> _EXCERPT_

>>

Second, she encouraged them to share their own struggles and barriers they’ve overcome. “When you help them with a difficult concept, say, ‘This is hard. That’s normal. I didn’t get it on the first try either,’” she suggested. This idea of making it normal to experience difficulty and work through it links to Stanford researcher Carol Dweck’s (2007) research on growth mindset.
As an example of ways TAs can create a feeling of community and being known in their sections, participants tried out an abbreviated version of “Fast Friends” (Aron et al., 1997). Participants were paired to ask each other a series of questions like, “Given the choice of anyone in the world, whom would you want as a dinner guest?” and “Name three things you and your partner appear to have in common.” Talking and laughter gradually filled the room, proving Crosby’s point that this activity had been shown to increase feelings of closeness even among strangers, and could help create a feeling of community in a section or class.
Crosby went on to give the attendees an overview of some issues that may be specific to members of underrepresented groups, such as stereotype threat (Steele, 1997, 2011) and wise feedback (Cohen et al., 1999). Crosby noted that things like making students feel included and creating a space where it is safe to ask questions and make mistakes were beneficial to all students, but may be especially beneficial to members of underrepresented groups.
Inclusive Handout [PDF] from this session
American culture, and American university student culture in particular, can be wholly unfamiliar to grad students from other countries. Worse, it can be uncomfortable or unfathomable. If you come from a culture where the only person who speaks in class is the teacher, it's a major shift to work with students who have always been encouraged to speak out in class, and who are used to very informal relationships with the teacher.
In “Advice for International TAs,” Randazzo and four experienced TAs presented American classroom culture and explained that Stanford undergrads want their TAs to be friendly, enthusiastic, and helpful. They also treat them informally and disagree without meaning disrespect.

<<

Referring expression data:
>>

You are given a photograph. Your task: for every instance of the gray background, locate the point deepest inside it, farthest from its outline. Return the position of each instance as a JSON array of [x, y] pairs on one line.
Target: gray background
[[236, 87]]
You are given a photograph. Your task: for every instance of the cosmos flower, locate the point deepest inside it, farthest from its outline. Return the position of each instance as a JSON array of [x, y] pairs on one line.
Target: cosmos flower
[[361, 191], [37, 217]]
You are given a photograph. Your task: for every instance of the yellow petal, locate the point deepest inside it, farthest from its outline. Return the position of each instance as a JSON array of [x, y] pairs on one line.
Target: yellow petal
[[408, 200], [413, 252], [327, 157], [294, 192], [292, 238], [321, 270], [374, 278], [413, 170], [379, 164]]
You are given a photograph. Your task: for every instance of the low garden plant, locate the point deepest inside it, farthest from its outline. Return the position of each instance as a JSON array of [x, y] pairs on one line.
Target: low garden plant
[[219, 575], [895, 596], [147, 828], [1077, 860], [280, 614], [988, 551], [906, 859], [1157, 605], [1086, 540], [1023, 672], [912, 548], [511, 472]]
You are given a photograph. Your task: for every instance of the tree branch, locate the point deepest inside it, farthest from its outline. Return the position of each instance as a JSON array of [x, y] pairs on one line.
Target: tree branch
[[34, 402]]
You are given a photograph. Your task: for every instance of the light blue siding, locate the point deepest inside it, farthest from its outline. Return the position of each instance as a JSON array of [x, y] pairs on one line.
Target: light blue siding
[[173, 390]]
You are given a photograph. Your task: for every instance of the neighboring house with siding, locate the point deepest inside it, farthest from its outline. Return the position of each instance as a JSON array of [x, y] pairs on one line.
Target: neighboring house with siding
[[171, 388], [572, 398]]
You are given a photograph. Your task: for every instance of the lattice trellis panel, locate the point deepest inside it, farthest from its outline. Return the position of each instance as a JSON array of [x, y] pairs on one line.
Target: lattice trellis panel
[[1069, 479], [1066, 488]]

<<

> _REQUIRED ACTION_
Please resume the excerpt on TA training right after its final sentence. These items come from a different source than the excerpt on TA training.

> _EXERCISE RESPONSE_
They showed a video of an American TA running a review session, and TAs discussed how she moved around the room, was friendly with students, and used humor to make a point. The panel also answered questions like whether it’s OK to tell undergrads to put away their mobile devices (yes, but better to have a class discussion about it first) or to call attention to a student falling asleep in class (better to approach the student one-to-one after class).
Whether they were experienced or novices, all the TAs found some tools to use in the classroom, strategies to help them develop as teachers at Stanford, and real reassurance and support at TA Orientation.
Visit the TA Orientation page, which has full schedule and links to most of the workshop handouts.
Aron, A., Melinat, E., Aron, E. N., Vallone, R., Bator , R. (1997). The experimental generation of interpersonal closeness: A procedure and some preliminary findings. Personality and Social Psychology Bulletin, April 1997 vol. 23 no. 4 pp. 363-377.
Cohen, Geoffrey L., Steele, Claude M., and Ross, Lee D., The Mentor’s Dilemma: Providing Critical Feedback Across the Racial Divide, Personality and Social Psychology Bulletin, October 1999, vol. 25, no. 10: pp. 1302-1318.
Dweck, Carol S., MIndset: The New Psychology of Success: How We Can Learn to Fulfill Our Potential, Ballantine Books, 2007.
Steele, Claude M., How stereotypes shape intellectual identity and performance. American Psychologist, Vol 52(6), Jun 1997, 613-629.
Steele, Claude M., Whistling Vivaldi: How Stereotypes Affect Us and What We Can Do, W. W. Norton & Co., 2011.